Start Rows

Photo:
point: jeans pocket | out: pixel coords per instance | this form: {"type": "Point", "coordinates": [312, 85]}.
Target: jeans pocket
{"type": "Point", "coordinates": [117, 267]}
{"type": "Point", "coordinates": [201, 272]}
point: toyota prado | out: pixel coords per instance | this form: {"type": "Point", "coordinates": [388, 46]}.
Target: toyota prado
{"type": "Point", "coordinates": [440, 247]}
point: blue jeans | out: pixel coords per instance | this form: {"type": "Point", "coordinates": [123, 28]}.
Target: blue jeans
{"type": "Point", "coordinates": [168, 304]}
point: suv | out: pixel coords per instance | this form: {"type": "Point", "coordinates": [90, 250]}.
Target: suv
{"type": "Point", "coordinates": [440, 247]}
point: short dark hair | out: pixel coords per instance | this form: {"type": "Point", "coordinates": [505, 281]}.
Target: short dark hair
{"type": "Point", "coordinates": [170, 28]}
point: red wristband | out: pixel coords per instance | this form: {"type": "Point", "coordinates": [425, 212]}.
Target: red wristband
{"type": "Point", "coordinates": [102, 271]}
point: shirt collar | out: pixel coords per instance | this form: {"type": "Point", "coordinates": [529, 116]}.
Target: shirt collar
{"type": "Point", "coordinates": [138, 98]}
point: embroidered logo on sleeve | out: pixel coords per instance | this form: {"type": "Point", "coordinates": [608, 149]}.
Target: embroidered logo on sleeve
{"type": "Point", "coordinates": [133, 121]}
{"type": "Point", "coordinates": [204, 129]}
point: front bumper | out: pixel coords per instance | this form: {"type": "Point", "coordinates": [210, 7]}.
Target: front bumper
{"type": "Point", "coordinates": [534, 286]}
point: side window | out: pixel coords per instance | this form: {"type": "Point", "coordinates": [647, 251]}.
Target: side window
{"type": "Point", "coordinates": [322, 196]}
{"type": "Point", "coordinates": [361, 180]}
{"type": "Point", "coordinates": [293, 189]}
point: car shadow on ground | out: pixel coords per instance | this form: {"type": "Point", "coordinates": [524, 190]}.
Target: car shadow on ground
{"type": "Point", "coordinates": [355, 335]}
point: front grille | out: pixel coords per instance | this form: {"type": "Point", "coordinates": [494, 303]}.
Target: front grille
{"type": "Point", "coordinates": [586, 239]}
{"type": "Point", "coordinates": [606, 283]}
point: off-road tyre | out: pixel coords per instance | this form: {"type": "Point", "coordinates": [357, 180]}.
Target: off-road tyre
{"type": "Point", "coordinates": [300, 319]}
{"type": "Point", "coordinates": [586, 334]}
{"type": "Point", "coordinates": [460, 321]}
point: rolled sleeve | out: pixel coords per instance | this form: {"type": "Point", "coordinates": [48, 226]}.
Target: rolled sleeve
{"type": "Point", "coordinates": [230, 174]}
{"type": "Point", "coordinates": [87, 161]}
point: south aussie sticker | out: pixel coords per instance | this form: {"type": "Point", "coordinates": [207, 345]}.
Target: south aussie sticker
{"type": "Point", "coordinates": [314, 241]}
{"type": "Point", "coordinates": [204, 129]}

End Rows

• [Task to complete]: Please render the stretch of the records above from the line containing "point: off-road tyre" through the end of the records, both ends included, as a numbered list with blank lines left out.

• [Answer to the task]:
1. point: off-road tyre | out: pixel coords per instance | this form: {"type": "Point", "coordinates": [357, 180]}.
2. Target: off-road tyre
3. {"type": "Point", "coordinates": [300, 319]}
4. {"type": "Point", "coordinates": [586, 334]}
5. {"type": "Point", "coordinates": [460, 321]}
6. point: rolled sleeve | out: pixel coords per instance | this form: {"type": "Point", "coordinates": [48, 226]}.
7. Target: rolled sleeve
8. {"type": "Point", "coordinates": [230, 174]}
9. {"type": "Point", "coordinates": [87, 161]}
10. point: south aussie sticker | out: pixel coords per instance | this form: {"type": "Point", "coordinates": [207, 345]}.
11. Target: south aussie sticker
12. {"type": "Point", "coordinates": [314, 241]}
13. {"type": "Point", "coordinates": [204, 129]}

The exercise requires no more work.